▶ [Stated goal] Are you able to quote each entry exactly as written?
BEGIN
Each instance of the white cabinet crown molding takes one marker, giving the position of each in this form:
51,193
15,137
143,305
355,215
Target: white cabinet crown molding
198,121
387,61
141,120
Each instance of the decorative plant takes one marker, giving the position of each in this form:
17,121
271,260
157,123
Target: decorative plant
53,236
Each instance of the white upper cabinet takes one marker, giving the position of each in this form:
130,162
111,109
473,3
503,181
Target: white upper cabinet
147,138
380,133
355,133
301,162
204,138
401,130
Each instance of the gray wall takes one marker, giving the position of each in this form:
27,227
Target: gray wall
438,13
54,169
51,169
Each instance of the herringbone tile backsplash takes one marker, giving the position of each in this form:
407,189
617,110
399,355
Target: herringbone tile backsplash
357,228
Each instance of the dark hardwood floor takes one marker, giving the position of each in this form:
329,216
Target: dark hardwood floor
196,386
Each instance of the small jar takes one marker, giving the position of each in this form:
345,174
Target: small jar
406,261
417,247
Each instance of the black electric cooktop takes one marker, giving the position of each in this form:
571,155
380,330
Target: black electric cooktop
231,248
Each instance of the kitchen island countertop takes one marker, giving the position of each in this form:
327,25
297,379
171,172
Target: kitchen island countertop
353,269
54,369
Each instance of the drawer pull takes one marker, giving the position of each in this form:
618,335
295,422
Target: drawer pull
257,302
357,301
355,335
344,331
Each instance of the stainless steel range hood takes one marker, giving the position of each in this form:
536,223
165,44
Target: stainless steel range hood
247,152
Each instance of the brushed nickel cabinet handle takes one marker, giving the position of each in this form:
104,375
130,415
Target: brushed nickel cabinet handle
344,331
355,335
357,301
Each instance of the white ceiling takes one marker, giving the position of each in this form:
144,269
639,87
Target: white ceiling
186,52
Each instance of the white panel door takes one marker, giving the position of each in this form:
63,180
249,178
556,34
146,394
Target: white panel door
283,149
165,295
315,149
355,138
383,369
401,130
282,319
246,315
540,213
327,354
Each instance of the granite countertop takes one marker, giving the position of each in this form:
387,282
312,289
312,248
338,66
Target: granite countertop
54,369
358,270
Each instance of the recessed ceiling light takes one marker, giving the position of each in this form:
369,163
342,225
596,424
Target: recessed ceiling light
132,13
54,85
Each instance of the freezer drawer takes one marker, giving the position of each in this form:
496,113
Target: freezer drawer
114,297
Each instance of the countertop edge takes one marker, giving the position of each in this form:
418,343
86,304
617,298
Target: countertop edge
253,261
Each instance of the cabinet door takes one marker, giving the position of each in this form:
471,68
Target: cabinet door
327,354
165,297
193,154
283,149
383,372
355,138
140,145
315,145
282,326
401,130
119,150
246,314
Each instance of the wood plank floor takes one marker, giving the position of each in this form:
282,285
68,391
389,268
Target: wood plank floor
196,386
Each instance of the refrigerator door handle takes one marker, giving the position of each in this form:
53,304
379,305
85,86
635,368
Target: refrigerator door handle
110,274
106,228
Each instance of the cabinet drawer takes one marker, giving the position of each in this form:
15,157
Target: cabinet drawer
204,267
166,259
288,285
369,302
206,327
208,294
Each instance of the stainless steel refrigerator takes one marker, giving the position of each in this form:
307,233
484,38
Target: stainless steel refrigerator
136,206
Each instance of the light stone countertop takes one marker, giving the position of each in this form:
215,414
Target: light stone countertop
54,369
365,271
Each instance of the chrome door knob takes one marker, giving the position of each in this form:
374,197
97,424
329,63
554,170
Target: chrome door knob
END
▶ [Completed exercise]
Each instance of the white cabinet crown molding takes one marker, giving the position of each in this form:
51,193
15,137
143,305
355,215
Target: white cabinet crown molding
198,121
387,61
141,120
Each instance of the decorative plant takes one marker, giving the position of each in this form:
17,121
271,260
157,123
Target: decorative plant
53,236
Each instance of the white upper cabinet takes one marker, giving the position of each in this form:
130,162
111,109
473,3
503,181
Target: white upper cabinet
147,138
380,133
355,133
301,162
204,138
401,130
Each instance of the gray wall takes one marker, giving the position of each in this form:
27,227
Target: gray wall
438,13
54,169
51,169
Each instance of the herringbone tile backsplash takes one marker, giving the position of each in this form:
407,189
617,110
399,355
Target: herringbone tile backsplash
357,228
Each instance of the dark hardwood floor takes one marker, giving the position of each in this form:
329,216
Target: dark hardwood floor
196,386
Each instance of the small jar takes one marker, giving the position of each in this form:
345,174
Target: small jar
406,261
417,247
Each instance of the black electric cooktop takes one marker, giving the position of each in this form:
571,155
380,330
Target: black electric cooktop
231,248
Each instance of the kitchen island countertop takes one marker, giving the position of each in this form:
327,25
297,379
171,172
Target: kitchen island countertop
353,269
54,369
Each instance of the drawer pull takes one marker, giving the position of each in this form:
618,335
295,422
Target: drawer pull
257,302
357,301
355,335
344,331
Each instance of the stainless steel range hood takes one marker, giving the position of each in this form:
536,223
165,44
Target: stainless steel range hood
247,152
Each instance of the brushed nickel cabinet handle takes one marker, giving the position of each in this form:
104,375
130,415
Target: brushed nickel cabinet handle
344,331
355,335
357,301
Each instance of the white ceiling takes one marker, giving the position of each in this form:
144,269
639,87
Target: white ceiling
186,52
Each instance of the white panel door takes one marker, giving the position of each in this form:
63,180
249,178
556,34
146,394
Target: white panel door
283,149
165,295
315,149
355,138
383,369
401,130
282,319
246,315
540,213
327,354
Each instance of the granite countertop takes one marker, giving the position of each in this form:
387,282
312,289
312,248
338,66
Target: granite countertop
54,369
358,270
Each instance of the recessed ceiling light takes one marker, giving the position of each in this form:
369,163
342,225
596,424
Target: recessed ceiling light
132,13
54,85
Each instance of the freezer drawer takes one marker, giving the position of each in this form:
496,113
Target: freezer drawer
114,297
Each instance of the countertop edge takes one marker, giving the position of each in this form:
418,343
86,304
617,298
Target: countertop edge
253,261
Each instance of the cabinet door takes one marker, giving the position of each in this form:
471,68
Target: cabinet door
327,354
165,297
193,154
283,149
383,372
355,138
140,145
315,145
282,326
401,130
119,150
246,314
Each instance of the wood plank floor takes one marker, giving the position of each in this form:
282,285
68,391
389,268
Target: wood plank floor
196,386
Each instance of the refrigerator door handle takes one marker, giving the position of each in this form:
53,304
379,305
85,86
635,368
Target: refrigerator door handle
110,274
106,228
Each instance of the cabinet drawer takes one marker, giving the position of each in this form:
15,157
Target: cabinet drawer
204,267
166,259
288,285
369,302
206,327
208,294
Each instance of the stainless steel refrigerator takes one marker, giving the position of each in this form:
307,233
484,38
Target: stainless steel refrigerator
136,206
Each instance of the light stone countertop takes one marker, giving the position of each in this form:
215,414
Target: light stone countertop
54,369
365,271
Each instance of the chrome door knob takes one marker, giving the position of each in this form:
374,197
97,424
329,63
554,170
Target: chrome door knob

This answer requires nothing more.